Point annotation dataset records
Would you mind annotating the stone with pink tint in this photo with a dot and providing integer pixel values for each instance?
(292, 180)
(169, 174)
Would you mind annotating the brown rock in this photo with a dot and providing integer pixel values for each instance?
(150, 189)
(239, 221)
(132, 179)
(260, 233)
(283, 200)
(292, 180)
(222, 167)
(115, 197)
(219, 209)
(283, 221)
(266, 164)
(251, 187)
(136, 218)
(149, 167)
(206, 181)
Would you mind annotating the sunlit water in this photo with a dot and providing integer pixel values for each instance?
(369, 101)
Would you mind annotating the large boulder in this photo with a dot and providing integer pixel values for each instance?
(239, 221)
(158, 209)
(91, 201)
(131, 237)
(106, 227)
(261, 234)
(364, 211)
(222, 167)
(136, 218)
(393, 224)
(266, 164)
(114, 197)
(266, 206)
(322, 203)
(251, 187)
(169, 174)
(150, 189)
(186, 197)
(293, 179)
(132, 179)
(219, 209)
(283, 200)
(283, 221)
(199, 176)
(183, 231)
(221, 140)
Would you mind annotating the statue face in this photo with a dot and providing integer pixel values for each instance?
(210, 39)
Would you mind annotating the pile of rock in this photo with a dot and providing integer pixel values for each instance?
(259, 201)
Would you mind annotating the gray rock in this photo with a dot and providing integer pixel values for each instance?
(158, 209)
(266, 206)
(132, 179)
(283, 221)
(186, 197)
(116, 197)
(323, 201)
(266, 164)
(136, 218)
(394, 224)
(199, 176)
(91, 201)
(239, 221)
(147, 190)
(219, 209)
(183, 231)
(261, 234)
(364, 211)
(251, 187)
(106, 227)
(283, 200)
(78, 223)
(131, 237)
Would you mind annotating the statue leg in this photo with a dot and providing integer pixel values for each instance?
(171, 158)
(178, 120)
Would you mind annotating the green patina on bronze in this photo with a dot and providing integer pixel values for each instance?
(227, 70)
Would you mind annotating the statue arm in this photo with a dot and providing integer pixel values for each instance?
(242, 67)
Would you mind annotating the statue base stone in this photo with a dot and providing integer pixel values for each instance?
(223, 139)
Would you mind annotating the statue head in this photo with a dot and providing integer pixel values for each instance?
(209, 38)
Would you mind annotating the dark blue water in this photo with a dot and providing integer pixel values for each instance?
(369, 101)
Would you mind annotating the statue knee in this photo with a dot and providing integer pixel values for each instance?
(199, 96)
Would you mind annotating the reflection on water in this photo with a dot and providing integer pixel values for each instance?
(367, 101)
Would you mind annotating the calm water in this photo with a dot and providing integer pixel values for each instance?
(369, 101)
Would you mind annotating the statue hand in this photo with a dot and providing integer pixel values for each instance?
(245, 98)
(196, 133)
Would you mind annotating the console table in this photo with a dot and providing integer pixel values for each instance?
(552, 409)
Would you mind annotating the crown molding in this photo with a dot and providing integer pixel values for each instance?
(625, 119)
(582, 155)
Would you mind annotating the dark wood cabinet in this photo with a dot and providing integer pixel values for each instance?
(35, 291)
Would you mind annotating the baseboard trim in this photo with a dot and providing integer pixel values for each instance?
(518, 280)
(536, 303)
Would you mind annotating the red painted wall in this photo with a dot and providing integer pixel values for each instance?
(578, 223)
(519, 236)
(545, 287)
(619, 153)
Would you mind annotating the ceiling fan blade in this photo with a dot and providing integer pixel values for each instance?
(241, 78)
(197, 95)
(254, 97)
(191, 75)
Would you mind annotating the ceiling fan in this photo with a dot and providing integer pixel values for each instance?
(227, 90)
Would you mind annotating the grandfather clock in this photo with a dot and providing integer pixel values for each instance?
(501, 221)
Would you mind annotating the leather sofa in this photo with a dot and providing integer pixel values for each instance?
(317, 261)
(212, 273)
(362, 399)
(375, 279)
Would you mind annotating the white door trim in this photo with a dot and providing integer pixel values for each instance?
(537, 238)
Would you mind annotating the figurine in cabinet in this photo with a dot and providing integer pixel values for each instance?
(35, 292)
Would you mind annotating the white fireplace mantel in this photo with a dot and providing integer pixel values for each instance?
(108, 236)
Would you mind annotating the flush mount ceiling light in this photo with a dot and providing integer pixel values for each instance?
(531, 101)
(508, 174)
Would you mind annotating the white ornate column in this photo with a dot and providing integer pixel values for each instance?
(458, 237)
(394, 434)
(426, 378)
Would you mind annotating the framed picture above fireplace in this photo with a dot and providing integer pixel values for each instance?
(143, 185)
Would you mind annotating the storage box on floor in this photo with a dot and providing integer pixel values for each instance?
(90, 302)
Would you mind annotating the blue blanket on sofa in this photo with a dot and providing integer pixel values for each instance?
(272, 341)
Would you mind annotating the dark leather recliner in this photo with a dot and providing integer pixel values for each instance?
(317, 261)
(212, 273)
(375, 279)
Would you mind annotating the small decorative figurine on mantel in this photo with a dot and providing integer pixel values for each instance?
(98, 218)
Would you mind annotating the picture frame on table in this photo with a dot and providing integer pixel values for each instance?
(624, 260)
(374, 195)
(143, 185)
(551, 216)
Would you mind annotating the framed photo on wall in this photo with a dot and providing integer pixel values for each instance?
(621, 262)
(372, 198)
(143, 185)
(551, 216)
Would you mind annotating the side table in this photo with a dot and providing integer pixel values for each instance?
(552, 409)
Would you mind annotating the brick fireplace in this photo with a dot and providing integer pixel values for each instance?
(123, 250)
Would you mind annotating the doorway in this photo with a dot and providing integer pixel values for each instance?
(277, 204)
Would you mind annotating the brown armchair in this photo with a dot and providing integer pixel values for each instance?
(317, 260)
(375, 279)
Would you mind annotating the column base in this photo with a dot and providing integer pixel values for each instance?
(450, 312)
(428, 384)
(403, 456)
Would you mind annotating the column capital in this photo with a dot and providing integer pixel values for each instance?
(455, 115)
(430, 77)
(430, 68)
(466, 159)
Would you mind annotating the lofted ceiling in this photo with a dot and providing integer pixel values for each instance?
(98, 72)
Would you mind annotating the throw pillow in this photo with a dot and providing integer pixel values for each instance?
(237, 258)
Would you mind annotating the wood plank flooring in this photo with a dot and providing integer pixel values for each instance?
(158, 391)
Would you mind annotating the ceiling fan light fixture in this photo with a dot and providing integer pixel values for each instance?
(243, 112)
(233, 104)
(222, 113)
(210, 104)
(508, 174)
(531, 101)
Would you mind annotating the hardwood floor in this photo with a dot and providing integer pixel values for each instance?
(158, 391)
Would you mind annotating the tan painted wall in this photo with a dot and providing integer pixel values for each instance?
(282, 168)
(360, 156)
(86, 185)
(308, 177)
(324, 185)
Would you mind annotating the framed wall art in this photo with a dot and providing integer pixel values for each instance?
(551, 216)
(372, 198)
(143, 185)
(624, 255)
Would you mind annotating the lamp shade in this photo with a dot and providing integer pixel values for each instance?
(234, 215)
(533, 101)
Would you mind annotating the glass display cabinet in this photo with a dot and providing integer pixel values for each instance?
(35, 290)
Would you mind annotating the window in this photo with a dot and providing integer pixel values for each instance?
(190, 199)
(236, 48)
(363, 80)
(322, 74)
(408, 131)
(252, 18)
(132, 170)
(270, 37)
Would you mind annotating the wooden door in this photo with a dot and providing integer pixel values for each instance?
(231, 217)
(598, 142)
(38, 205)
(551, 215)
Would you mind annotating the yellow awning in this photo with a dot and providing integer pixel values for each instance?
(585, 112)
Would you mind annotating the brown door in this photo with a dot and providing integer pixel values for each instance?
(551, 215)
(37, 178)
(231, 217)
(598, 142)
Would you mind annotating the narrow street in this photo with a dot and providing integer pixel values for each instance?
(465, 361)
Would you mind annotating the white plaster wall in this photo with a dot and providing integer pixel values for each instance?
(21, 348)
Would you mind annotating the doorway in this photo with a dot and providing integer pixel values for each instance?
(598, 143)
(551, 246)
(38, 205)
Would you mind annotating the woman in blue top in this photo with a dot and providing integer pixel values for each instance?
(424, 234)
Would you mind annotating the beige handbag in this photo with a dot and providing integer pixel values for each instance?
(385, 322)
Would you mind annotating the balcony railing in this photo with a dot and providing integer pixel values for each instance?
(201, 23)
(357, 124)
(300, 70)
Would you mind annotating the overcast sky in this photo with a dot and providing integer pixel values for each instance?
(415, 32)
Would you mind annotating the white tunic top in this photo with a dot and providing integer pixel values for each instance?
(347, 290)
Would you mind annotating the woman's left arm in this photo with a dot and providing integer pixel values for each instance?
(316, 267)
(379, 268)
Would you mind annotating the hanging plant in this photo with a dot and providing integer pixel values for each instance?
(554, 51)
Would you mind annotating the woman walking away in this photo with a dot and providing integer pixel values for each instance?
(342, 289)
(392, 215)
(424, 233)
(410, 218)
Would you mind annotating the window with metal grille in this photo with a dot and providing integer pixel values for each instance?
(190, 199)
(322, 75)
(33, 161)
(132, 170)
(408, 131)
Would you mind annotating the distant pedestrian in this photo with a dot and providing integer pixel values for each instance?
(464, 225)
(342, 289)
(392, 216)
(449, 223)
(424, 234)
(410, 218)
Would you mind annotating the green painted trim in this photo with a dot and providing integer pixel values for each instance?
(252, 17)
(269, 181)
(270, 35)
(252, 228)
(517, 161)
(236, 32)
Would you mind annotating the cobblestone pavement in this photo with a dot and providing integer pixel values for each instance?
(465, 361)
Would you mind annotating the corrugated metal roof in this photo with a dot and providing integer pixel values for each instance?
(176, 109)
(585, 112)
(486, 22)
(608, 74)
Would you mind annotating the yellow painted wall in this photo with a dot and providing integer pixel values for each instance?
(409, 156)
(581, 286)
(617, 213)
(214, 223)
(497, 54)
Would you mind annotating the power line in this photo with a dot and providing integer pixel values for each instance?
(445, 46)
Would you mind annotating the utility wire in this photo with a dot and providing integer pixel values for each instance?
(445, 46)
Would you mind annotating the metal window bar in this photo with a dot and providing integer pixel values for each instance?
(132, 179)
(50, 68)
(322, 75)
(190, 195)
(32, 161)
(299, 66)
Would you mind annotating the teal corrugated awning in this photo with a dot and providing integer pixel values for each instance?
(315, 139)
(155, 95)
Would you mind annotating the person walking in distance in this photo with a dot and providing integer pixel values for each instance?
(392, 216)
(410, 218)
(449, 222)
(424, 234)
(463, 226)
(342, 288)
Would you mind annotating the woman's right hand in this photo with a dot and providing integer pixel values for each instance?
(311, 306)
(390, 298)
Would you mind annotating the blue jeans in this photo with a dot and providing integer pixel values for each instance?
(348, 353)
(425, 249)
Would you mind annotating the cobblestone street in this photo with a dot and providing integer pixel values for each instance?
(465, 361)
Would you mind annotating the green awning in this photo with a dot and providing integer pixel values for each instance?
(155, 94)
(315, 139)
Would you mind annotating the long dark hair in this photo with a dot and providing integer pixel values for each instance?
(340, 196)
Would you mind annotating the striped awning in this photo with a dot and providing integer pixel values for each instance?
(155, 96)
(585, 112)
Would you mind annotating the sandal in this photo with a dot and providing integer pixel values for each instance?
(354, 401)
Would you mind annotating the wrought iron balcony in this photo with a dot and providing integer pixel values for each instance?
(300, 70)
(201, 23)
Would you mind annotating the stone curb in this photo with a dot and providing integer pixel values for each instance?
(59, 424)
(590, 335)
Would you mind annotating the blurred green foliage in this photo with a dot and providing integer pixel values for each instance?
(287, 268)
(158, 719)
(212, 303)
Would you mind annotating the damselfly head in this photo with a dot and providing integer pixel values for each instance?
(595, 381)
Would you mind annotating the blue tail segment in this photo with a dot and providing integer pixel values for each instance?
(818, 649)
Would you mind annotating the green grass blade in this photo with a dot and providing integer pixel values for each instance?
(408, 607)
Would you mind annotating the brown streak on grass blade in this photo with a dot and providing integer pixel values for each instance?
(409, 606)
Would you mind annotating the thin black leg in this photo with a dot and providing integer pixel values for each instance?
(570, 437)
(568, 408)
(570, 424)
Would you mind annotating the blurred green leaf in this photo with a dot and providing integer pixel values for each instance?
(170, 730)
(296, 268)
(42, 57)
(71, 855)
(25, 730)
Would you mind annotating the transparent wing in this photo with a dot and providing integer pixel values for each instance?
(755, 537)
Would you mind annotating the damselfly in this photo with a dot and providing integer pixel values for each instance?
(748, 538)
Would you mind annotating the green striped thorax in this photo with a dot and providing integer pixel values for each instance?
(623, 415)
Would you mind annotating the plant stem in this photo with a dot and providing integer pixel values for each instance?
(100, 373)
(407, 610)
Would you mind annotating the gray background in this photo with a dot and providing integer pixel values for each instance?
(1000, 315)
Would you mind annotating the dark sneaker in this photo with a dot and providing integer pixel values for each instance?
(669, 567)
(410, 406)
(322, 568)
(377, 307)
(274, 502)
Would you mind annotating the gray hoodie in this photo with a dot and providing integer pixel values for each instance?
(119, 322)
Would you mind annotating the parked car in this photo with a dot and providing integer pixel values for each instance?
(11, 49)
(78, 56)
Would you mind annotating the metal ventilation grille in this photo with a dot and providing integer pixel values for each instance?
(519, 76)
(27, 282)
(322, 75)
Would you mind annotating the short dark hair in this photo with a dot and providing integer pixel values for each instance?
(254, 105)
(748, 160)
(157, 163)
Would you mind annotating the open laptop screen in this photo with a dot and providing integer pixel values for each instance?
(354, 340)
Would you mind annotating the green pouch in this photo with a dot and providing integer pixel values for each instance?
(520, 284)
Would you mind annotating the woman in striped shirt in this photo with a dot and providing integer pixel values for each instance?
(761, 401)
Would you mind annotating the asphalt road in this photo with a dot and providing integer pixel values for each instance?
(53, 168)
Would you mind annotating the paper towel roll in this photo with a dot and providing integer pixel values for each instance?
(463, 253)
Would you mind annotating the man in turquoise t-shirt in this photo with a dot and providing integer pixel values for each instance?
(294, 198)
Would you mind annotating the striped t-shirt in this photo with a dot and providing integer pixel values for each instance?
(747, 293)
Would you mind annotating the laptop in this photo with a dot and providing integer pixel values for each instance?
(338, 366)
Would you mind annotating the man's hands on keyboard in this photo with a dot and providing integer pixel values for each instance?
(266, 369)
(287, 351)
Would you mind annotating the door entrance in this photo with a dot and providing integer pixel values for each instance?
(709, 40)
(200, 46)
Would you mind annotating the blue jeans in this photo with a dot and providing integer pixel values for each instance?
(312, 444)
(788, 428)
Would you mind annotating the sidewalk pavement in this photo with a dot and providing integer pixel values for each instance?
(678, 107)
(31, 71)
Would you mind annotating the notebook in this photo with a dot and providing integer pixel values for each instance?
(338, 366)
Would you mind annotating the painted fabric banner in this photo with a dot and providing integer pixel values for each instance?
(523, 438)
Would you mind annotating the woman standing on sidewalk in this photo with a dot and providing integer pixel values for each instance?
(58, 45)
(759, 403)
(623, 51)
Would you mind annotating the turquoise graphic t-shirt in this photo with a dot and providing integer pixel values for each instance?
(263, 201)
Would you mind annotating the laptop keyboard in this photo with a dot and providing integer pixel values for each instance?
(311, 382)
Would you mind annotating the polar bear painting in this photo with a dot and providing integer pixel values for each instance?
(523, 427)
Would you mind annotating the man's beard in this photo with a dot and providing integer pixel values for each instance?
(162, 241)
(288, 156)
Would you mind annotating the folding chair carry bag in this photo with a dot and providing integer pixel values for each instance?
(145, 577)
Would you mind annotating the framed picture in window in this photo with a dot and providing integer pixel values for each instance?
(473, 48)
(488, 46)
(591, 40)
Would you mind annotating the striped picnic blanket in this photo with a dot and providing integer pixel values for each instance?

» **Exercise requirements**
Set down, word for word, only the lines running from the line with "Would you mind annotating the polar" to the last line of the listing above. Both of those lines belong in your answer.

» **The output**
Would you mind annotating the polar bear painting in this photo with a dot and providing integer pixel values for each instance?
(523, 427)
Would you mind annotating the man's beard in this photo with a dot and providing integer pixel values for each instance?
(162, 241)
(288, 156)
Would you mind annotating the folding chair carry bag in this photo with a dot and providing integer pixel values for each instance?
(145, 577)
Would you mind annotating the framed picture in window in this photo with a dot and providing integer pixel values for each instance?
(473, 48)
(488, 46)
(591, 40)
Would you mind annotating the striped picnic blanket in this photo with a dot and providing integer pixel values for each instance?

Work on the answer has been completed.